## BEGIN

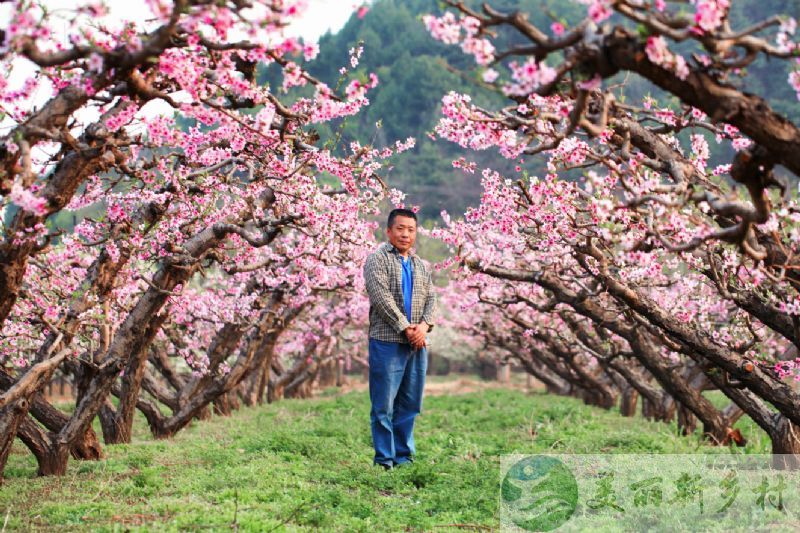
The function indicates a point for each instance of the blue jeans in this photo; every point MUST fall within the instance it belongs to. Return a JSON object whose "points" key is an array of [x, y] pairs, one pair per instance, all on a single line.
{"points": [[396, 381]]}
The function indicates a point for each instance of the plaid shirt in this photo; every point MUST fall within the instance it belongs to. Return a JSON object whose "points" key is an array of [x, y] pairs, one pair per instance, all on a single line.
{"points": [[383, 274]]}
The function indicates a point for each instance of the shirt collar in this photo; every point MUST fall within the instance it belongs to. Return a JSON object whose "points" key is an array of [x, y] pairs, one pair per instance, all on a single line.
{"points": [[389, 247]]}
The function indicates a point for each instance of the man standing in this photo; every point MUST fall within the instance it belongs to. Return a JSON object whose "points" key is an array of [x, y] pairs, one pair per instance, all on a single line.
{"points": [[401, 310]]}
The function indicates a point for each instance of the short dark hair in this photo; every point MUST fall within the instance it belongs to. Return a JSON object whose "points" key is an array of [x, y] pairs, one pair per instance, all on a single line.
{"points": [[400, 213]]}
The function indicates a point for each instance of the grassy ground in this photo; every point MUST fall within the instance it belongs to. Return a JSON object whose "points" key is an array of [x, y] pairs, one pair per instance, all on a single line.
{"points": [[306, 464]]}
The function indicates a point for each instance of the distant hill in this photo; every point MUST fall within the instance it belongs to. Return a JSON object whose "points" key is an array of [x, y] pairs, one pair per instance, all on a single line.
{"points": [[414, 75]]}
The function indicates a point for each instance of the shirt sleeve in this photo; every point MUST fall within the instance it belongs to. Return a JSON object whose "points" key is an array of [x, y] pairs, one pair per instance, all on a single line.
{"points": [[429, 309], [377, 282]]}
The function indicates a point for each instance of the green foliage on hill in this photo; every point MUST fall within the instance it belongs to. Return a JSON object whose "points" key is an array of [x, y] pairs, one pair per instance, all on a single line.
{"points": [[415, 71]]}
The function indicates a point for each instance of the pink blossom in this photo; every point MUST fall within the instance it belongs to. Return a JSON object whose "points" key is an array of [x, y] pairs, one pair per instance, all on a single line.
{"points": [[490, 75], [557, 28], [709, 14], [28, 201]]}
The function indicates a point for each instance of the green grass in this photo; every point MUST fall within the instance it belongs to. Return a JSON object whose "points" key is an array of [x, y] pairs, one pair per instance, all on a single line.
{"points": [[307, 464]]}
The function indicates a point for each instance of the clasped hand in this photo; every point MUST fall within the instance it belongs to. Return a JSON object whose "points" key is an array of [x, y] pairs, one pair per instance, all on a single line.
{"points": [[416, 335]]}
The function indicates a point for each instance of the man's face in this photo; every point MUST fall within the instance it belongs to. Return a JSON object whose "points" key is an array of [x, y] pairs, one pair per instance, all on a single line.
{"points": [[402, 233]]}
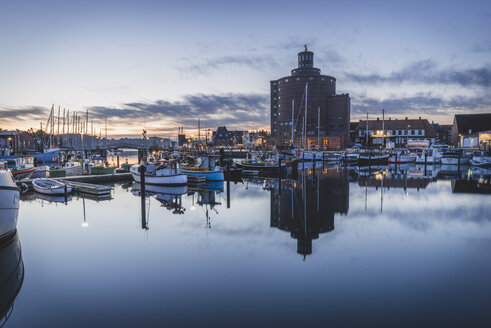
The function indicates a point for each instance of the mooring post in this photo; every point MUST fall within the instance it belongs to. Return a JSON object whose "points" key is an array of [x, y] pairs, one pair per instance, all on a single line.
{"points": [[279, 175], [142, 194], [228, 184]]}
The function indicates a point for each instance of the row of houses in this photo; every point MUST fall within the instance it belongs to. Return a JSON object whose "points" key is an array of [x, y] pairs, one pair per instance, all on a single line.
{"points": [[469, 130]]}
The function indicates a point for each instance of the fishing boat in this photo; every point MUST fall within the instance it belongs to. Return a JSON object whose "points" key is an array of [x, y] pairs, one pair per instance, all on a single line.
{"points": [[350, 157], [166, 173], [455, 157], [69, 168], [205, 167], [429, 156], [268, 167], [401, 157], [481, 158], [9, 201], [50, 187], [367, 159], [53, 198], [99, 166], [22, 173]]}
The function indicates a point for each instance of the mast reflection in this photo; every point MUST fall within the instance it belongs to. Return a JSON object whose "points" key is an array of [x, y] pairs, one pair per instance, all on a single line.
{"points": [[306, 207], [11, 275], [207, 198]]}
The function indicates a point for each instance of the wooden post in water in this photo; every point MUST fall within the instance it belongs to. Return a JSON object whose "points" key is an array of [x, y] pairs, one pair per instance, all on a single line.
{"points": [[142, 194], [228, 184], [279, 175]]}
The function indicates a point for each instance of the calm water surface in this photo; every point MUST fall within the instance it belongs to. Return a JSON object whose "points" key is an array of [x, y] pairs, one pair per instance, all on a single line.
{"points": [[333, 248]]}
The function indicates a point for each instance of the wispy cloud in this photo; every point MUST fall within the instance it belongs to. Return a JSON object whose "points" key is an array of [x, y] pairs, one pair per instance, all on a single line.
{"points": [[241, 111], [421, 104], [427, 72], [205, 66], [12, 114]]}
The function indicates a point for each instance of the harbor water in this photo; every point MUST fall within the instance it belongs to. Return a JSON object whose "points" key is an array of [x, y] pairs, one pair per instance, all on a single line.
{"points": [[334, 247]]}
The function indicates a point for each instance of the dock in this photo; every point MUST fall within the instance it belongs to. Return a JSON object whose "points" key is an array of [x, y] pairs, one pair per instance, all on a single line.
{"points": [[91, 185], [196, 179]]}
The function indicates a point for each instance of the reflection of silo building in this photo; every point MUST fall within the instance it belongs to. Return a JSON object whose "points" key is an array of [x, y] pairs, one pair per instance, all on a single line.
{"points": [[11, 275], [317, 201], [328, 114]]}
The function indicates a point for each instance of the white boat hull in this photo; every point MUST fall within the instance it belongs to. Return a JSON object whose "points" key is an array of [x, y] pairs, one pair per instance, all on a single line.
{"points": [[455, 160], [163, 180], [215, 175], [9, 203], [56, 188], [41, 172]]}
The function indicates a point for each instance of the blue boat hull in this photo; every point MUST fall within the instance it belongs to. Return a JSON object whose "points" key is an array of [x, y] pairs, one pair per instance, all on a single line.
{"points": [[210, 175]]}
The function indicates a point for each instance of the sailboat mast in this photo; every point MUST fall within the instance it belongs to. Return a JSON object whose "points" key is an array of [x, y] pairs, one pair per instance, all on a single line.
{"points": [[383, 129], [318, 127], [305, 117], [293, 113]]}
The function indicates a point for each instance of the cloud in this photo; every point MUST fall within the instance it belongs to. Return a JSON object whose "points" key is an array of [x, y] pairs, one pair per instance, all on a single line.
{"points": [[484, 47], [11, 114], [216, 63], [238, 111], [428, 73], [421, 103]]}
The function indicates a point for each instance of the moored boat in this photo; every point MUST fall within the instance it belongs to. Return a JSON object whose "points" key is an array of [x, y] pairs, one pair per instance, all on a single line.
{"points": [[50, 187], [455, 157], [165, 174], [205, 168], [481, 158], [9, 202], [367, 159], [263, 168]]}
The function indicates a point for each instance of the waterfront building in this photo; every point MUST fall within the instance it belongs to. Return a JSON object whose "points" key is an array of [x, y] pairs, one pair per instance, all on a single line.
{"points": [[471, 130], [327, 114], [397, 131], [221, 137], [443, 133]]}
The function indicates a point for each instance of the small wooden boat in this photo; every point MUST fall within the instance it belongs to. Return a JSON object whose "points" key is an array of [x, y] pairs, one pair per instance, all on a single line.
{"points": [[23, 173], [51, 187], [165, 174], [206, 168], [367, 159]]}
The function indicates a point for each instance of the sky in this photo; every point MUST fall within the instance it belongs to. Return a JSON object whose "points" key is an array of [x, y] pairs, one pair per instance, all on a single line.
{"points": [[162, 64]]}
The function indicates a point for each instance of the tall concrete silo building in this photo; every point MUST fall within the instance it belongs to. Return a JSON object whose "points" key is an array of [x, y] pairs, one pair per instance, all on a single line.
{"points": [[306, 95]]}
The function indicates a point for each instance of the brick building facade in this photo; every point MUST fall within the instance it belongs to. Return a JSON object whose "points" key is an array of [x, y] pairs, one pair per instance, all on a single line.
{"points": [[328, 113]]}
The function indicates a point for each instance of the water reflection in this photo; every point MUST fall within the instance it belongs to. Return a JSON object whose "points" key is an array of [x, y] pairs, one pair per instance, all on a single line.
{"points": [[11, 276], [206, 196], [306, 207]]}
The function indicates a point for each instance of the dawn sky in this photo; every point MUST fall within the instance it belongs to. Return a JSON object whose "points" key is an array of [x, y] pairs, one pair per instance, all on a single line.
{"points": [[163, 64]]}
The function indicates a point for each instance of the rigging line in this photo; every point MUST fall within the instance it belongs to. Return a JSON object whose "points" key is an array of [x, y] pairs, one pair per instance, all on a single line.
{"points": [[299, 111]]}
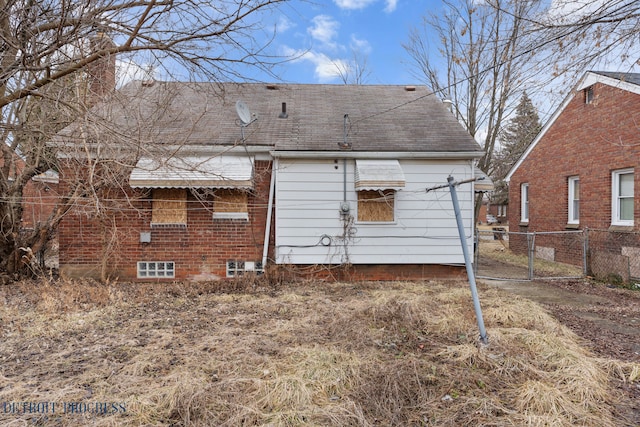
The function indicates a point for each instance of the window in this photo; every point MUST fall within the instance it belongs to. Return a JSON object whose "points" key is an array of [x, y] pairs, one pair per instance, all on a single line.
{"points": [[588, 95], [156, 269], [169, 206], [239, 268], [622, 197], [524, 202], [376, 205], [230, 204], [574, 200]]}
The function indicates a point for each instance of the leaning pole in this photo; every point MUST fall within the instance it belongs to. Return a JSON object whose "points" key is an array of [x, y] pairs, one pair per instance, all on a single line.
{"points": [[465, 251]]}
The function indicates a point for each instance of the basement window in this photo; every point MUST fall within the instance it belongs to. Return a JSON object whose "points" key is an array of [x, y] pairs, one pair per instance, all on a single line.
{"points": [[376, 205], [169, 207], [239, 268], [156, 269]]}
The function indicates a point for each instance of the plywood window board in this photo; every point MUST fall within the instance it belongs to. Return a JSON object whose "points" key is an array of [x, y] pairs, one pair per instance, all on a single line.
{"points": [[376, 205]]}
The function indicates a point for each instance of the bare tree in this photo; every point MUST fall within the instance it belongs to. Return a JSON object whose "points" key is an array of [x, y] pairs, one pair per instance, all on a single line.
{"points": [[478, 62], [50, 54], [578, 35], [356, 71]]}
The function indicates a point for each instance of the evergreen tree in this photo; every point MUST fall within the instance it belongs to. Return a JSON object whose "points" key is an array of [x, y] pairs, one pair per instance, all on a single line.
{"points": [[515, 137]]}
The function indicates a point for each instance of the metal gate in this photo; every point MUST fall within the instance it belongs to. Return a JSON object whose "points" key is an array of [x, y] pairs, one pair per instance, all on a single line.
{"points": [[504, 255]]}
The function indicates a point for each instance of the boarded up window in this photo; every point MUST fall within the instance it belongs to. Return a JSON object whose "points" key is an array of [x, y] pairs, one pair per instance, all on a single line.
{"points": [[376, 205], [230, 200], [169, 206]]}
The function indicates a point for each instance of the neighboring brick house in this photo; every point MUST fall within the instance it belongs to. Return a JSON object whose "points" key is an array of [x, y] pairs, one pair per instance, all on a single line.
{"points": [[580, 173], [305, 177]]}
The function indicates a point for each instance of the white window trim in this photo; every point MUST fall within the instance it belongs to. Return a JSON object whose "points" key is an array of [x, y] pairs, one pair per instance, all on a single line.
{"points": [[571, 198], [395, 211], [524, 202], [160, 270], [615, 197]]}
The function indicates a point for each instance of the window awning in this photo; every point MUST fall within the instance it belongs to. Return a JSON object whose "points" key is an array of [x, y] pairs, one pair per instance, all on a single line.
{"points": [[484, 183], [378, 174], [193, 172]]}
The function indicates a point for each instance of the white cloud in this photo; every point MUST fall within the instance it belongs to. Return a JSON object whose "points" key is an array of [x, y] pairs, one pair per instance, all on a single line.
{"points": [[354, 4], [360, 45], [284, 24], [326, 69], [390, 5], [324, 29]]}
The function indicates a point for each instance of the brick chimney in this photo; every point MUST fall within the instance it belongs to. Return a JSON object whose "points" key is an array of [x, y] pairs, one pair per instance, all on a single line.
{"points": [[102, 72]]}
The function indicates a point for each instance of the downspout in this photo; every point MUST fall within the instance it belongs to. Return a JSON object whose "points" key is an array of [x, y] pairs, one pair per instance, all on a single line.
{"points": [[344, 206], [267, 232]]}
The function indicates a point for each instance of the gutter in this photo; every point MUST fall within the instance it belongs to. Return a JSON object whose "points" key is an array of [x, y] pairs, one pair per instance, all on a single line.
{"points": [[377, 154], [267, 231]]}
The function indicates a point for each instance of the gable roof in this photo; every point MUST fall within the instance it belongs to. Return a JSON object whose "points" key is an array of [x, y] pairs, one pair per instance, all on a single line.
{"points": [[318, 118], [626, 81]]}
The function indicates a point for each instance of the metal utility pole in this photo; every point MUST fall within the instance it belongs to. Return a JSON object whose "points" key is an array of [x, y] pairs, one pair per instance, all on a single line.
{"points": [[465, 251]]}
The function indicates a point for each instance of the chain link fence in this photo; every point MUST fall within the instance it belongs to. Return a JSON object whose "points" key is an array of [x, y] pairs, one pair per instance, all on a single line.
{"points": [[505, 255]]}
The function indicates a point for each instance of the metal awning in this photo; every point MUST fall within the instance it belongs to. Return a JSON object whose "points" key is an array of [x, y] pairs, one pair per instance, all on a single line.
{"points": [[222, 171], [378, 174], [484, 183]]}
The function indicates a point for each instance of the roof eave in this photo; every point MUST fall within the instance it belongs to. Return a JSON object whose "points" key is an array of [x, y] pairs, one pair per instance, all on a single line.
{"points": [[464, 155]]}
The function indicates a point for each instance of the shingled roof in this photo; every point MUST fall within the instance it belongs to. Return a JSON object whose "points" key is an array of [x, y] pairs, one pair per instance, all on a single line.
{"points": [[378, 117]]}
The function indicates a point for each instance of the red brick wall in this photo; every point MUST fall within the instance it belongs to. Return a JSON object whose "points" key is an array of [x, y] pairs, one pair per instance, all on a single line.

## END

=== Requirement ===
Take the line holding "the metal utility" and all lines after it through the end of the data, and set them down exactly.

=== Completed exercise ===
The function indicates a point for each instance of the metal utility pole in this photo; every point MUST fall within the instance it belongs to. Return a JSON object whose "points" key is an array of [x, y] pairs, one pair per instance, all on a single line.
{"points": [[465, 251]]}
The function indicates a point for each instance of the chain link fence in this photo; every point MUST fall within the instance it belongs to. Return a JSON object whose "points" key is an array of [x, y] pairs, one pair per instance, all on a single line.
{"points": [[505, 255]]}
The function indicates a point for each instance of the metal awning in this photo; every point MUST fall within the instance it belongs to. Return a JSON object whose "points" key is an array of [x, y] pairs, one pair per instance, all on a single line.
{"points": [[222, 171], [378, 174], [484, 183]]}
The function indicates a point for each instance of the roof eave in this photo; every point MUST fall within the instance it belongs to. Return a JSON object whose "points" key is an array of [x, y] pairs, one pair per instance, all on a single line.
{"points": [[464, 155]]}
The function indicates a point for each instance of the shingled roof in this photo; every point MUST fall within the instance it belongs to. Return a JSON object whose "points" key is an array of [x, y] pairs, one pair per instance, all on a single line.
{"points": [[378, 117]]}
The function indicates a point for each instance of the red brick wall in this photo; every point MUST fall within the instance it belongs to. Return a JSON object whose "points" key is an array of [x, y] pairs, one pair per instance, all on a single line.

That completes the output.